Goals:
1. Reproduce the podcast excerpt starting at "I'm going to Opie's." and ending at "couldn't get tickets.", swapping "smoker" for "grill".
2. In the podcast excerpt, what coffee shop does the speaker go to after the meat nap?

I went out the back door. She gave me some brownies that she made. I said, are these on the
level? She goes, oh yeah, yeah, I'm sober too. Totally on the level. She gave me some on the
level brownies and this letter that I read later in my room. Hey Mark, I'm writing this in the car
in Austin traffic while my husband drives us to your show.
Much like you, my process does not include much prep.
It's well within the possibilities of my life that upon meeting you,
I will get very nervous and not be able to tell you how much I enjoy and appreciate your podcast and stand up.
It is the closest I can get to listening to my dad talk again.
He died suddenly of a heart attack last year, and what
I really missed most was listening to his manic, excited appreciation and critique of music and
movies. Him and I saw countless live shows and movies together, and I credit him for my deep
love of various media. You and him are about the same age and shared many of the same experiences,
so hearing your viewpoint and your stories has given me a feeling
I thought I wouldn't ever have again.
So thank you for sharing yourself with all of us.
I think that much like my dad,
you'll never truly know how many lives you've touched.
Keep up the great work, sir.
We love you for it.
Jenna.
So you're welcome, Jenna.
And thanks for the brownies that I ate a couple of
and then couldn't sleep.
So they were on the level,
but man, they're chocolatey and sugary.
I was up and thinking
till about three in the morning.
Then I had weird dreams.
The reason I read Jenna's letter first here
is because the manic excitement.
So here's what happens
in fucking Austin, Texas.
I get there.
I fight the fight with self.
I'm going to Opie's.
I'm going out to Spicewood.
I rented a car.
I didn't call anybody I know.
I just sort of like, I'm doing this myself.
I'm going out there.
You walk in.
They got the meats in the open casket dead smoker,
and you pick your meats.
The woman who owns the place, Kristen,
she's always nice to me when I go there.
So I walk in, and I see her.
She says she wants to go to the show.
She said she couldn't get tickets.
I'm like, I'll put you on the list.
No problem.
I had a good meal.
I drove back to the hotel.
I was just in a meat coma and a sugar coma.
And I didn't feel great, but I was happy that I enjoyed myself.
So I get up from the meat nap.
I go out the door, go next door to Joe's Coffee.
I'm sitting there having a coffee. And the guy walks by me on the street.
I'm like, holy shit.
That's Jimmy Vivino from Conan O'Brien.
One of my favorite guitar players and friend of mine.
And he's just walking down the street in Austin.
And I go, Jimmy, what's up?
He goes, oh, hey, man, I'm just in town.
I'm going to hang out with Jimmy Vaughn tonight and we're going to jam.

Material:
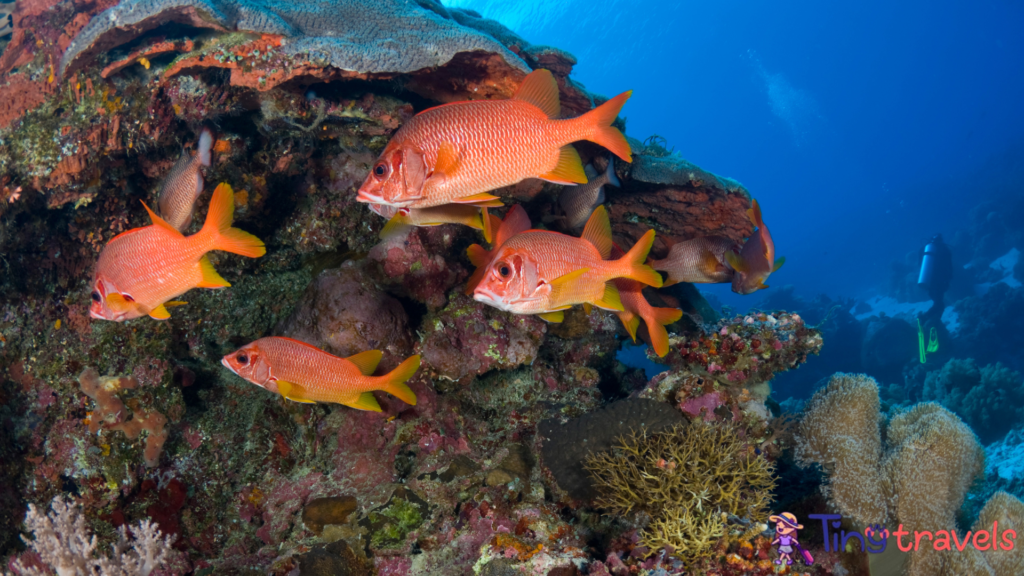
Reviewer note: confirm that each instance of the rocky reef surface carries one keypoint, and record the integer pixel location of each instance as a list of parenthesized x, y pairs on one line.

Responses per task:
1.
I'm going to Opie's.
I'm going out to Spicewood.
I rented a car.
I didn't call anybody I know.
I just sort of like, I'm doing this myself.
I'm going out there.
You walk in.
They got the meats in the open casket dead grill,
and you pick your meats.
The woman who owns the place, Kristen,
she's always nice to me when I go there.
So I walk in, and I see her.
She says she wants to go to the show.
She said she couldn't get tickets.

2. Joe's Coffee, next door.